You are viewing a plain text version of this content. The canonical link for it is here.
Posted to dev@crunch.apache.org by "Gabriel Reid (JIRA)" <ji...@apache.org> on 2013/04/11 16:33:16 UTC

[jira] [Commented] (CRUNCH-129) Cache the Iterable values for each key when a groupByKey op has multiple children

    [ https://issues.apache.org/jira/browse/CRUNCH-129?page=com.atlassian.jira.plugin.system.issuetabpanels:comment-tabpanel&focusedCommentId=13628972#comment-13628972 ] 

Gabriel Reid commented on CRUNCH-129:
-------------------------------------

[~joshwills] are these both (i.e. the title and the description of the issue) both talking about the same thing? It seems like the ClassCastException in the description is more of a planner (?) issue, whereas the caching of the iterables for multiple children is more of an execution issue. 

Or is the ClassCastException just covering up the real iterable issue that would come up if the code could get to the point of actually using the iterable?
                
> Cache the Iterable values for each key when a groupByKey op has multiple children
> ---------------------------------------------------------------------------------
>
>                 Key: CRUNCH-129
>                 URL: https://issues.apache.org/jira/browse/CRUNCH-129
>             Project: Crunch
>          Issue Type: Bug
>            Reporter: Jonathan Natkins
>
> Given a simple Avro pipeline like this:
>     PGroupedTable<String, MyAvroObject> processedData = data.parallelDo(new DoFn<String, Pair<String, MyAvroObject>>() {
>       public void process(String line, Emitter<Pair<String, MyAvroObject>> emitter) {
>         String key = getKey(line);
>         MyAvroObject value = convertToAvroObject(line);
>         emitter.emit(Pair.of(key, value));
>       }
>     }, Avros.tableOf(Avros.strings(), Avros.specifics(MyAvroObject.class)))

DATASET RECORDS:
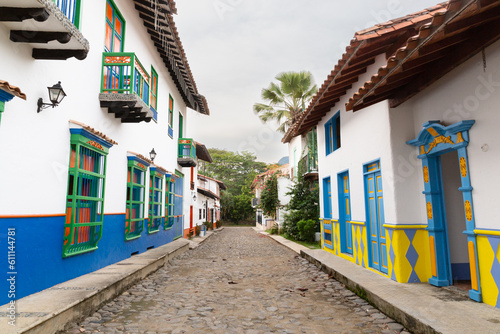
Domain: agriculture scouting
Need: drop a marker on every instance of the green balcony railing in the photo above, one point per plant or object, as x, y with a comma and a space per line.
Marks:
123, 73
308, 164
70, 8
187, 148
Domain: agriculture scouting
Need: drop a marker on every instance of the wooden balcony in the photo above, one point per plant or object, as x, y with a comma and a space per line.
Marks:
186, 152
125, 87
49, 26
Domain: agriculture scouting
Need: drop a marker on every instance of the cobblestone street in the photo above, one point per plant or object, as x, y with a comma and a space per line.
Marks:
238, 281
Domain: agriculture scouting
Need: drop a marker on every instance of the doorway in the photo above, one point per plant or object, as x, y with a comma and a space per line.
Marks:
455, 221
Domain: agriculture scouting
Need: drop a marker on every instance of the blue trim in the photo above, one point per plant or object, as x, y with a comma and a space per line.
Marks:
424, 137
155, 113
158, 170
476, 296
456, 138
460, 271
5, 97
89, 135
327, 203
136, 158
38, 251
345, 228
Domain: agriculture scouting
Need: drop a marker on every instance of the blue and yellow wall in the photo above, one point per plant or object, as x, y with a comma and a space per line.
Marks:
408, 249
410, 258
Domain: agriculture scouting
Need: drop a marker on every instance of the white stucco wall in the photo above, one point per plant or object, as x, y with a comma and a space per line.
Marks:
470, 92
365, 136
40, 142
294, 153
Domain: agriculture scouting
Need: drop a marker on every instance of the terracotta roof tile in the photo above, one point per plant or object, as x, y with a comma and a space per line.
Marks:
16, 91
140, 156
361, 38
413, 43
94, 131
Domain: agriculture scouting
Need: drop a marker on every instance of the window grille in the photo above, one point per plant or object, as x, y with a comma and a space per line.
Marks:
155, 200
136, 188
85, 196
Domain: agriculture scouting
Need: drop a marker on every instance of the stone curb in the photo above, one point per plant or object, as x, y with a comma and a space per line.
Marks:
297, 248
421, 308
397, 314
407, 320
78, 298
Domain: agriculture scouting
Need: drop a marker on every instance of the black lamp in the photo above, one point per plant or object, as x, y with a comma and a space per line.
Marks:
152, 155
56, 95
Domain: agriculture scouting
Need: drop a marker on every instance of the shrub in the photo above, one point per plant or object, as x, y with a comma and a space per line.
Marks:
269, 200
290, 224
274, 229
307, 229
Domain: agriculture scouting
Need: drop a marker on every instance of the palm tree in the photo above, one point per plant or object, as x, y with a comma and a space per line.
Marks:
286, 99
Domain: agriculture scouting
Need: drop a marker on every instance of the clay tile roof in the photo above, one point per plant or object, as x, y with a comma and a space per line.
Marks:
161, 169
140, 156
453, 35
159, 22
16, 91
379, 38
94, 131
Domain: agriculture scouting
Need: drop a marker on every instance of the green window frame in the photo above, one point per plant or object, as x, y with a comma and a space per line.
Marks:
169, 203
181, 125
136, 193
155, 200
170, 115
115, 28
85, 195
154, 93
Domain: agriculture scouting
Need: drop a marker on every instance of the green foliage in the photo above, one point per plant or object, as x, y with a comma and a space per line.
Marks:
234, 169
287, 98
269, 200
237, 171
303, 206
307, 229
274, 229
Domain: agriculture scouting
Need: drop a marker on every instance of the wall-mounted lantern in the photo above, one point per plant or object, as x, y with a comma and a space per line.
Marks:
56, 95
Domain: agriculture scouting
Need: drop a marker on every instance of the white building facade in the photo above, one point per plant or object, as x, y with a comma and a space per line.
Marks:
406, 142
95, 195
208, 201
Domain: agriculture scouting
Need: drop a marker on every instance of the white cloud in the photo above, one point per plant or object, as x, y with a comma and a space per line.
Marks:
236, 47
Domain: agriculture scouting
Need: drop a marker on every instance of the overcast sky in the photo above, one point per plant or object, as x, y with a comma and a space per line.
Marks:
236, 47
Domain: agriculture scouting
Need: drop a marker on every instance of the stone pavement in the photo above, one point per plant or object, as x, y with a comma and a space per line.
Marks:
238, 281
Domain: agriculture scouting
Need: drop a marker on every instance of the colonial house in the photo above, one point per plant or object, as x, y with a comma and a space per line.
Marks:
407, 148
283, 174
106, 148
209, 192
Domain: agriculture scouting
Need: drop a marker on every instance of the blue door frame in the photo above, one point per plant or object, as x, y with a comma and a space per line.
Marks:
344, 212
434, 140
375, 217
327, 213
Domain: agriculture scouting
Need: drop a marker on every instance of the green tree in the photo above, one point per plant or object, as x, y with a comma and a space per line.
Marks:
234, 169
286, 99
237, 171
303, 206
269, 200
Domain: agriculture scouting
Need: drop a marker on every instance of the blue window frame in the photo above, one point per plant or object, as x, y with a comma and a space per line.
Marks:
332, 133
327, 198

TASKS TO CARRY OUT:
1) In the JIRA comment, what issue type is given for CRUNCH-129?
2) Reproduce everything in the JIRA comment from "[~joshwills] are these" down to "an execution issue.".

IN RESPONSE:
1) Bug

2)
[~joshwills] are these both (i.e. the title and the description of the issue) both talking about the same thing? It seems like the ClassCastException in the description is more of a planner (?) issue, whereas the caching of the iterables for multiple children is more of an execution issue.